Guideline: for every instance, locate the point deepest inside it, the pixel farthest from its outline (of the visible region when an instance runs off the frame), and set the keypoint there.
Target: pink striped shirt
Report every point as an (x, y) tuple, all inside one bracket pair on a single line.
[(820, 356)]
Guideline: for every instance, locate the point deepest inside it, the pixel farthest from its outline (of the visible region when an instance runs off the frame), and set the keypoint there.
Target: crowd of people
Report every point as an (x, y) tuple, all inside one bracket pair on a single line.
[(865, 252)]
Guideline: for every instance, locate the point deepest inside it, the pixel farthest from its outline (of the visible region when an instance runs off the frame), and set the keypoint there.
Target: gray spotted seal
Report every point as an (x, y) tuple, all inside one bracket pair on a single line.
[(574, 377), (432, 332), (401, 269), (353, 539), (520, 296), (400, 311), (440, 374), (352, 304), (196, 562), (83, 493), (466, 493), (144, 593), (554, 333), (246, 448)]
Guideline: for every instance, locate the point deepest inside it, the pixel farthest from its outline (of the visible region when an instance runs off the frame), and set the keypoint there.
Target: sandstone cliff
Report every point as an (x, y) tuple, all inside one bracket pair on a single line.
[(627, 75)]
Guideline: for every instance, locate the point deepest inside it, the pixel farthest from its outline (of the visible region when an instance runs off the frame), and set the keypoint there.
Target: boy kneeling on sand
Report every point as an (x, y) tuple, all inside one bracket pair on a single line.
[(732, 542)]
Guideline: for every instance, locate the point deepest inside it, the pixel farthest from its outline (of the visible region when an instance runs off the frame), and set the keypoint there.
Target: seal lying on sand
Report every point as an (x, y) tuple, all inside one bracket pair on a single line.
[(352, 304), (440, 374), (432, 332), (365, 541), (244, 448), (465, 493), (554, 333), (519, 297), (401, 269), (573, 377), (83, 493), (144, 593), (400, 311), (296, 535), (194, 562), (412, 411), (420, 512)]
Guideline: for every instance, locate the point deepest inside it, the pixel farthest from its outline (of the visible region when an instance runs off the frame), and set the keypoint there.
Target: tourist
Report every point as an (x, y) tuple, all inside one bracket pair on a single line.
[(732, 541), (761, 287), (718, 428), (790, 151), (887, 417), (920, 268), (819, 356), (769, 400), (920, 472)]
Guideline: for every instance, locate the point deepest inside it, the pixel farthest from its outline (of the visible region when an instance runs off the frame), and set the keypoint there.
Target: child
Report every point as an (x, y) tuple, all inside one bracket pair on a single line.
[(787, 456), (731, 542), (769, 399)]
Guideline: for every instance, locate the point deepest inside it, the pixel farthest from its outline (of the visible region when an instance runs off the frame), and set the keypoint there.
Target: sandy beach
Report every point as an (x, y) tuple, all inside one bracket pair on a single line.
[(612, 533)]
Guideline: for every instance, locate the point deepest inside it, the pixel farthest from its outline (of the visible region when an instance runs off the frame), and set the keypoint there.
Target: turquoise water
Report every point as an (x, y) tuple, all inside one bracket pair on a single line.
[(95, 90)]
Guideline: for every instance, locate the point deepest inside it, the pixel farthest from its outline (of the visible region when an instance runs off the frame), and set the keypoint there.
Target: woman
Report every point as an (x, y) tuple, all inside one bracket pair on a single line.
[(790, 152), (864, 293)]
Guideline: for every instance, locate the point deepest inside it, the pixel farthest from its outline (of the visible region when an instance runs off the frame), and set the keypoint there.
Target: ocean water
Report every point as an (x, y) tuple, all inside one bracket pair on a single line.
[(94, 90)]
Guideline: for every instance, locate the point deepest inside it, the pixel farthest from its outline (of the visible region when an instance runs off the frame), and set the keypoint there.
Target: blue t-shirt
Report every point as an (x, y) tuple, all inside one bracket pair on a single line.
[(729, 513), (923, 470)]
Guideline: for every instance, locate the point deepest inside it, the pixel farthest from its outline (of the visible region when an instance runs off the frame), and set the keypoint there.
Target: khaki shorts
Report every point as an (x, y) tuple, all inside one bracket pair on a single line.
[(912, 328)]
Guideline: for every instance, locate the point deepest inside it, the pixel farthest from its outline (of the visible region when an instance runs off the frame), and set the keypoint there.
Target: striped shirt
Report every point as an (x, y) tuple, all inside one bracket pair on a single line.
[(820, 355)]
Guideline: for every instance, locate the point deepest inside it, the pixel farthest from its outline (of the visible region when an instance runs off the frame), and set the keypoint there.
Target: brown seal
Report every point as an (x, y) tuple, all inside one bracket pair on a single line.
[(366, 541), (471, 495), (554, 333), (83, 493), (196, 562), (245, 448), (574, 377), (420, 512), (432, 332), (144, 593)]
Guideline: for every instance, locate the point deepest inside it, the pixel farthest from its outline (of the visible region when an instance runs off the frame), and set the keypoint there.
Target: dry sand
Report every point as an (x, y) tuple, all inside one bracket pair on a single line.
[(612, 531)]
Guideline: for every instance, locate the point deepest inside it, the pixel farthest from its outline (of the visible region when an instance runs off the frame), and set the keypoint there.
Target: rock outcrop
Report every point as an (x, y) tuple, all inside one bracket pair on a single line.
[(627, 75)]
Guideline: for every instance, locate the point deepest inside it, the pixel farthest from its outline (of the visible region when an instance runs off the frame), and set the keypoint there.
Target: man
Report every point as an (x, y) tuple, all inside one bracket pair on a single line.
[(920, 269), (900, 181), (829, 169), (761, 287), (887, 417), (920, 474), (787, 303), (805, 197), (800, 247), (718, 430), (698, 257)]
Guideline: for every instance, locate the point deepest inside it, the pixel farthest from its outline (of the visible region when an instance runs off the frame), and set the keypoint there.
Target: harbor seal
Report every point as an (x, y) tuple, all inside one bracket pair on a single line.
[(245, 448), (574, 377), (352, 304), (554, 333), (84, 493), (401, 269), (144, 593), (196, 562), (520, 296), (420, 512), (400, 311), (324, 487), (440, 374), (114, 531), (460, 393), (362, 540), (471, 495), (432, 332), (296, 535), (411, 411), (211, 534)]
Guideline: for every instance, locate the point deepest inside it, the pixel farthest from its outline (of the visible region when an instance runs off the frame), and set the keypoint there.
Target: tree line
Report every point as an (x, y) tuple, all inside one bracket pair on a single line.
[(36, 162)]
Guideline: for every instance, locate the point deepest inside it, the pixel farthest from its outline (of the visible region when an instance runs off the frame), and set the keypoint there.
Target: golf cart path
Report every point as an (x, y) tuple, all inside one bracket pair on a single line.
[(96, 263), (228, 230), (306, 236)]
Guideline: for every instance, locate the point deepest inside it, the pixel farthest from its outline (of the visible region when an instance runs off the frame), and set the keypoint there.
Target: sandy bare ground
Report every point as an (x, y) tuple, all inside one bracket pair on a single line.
==*==
Work to complete: The reply should consist of one number, the count of lines above with the string "sandy" in them.

Response to this task: 2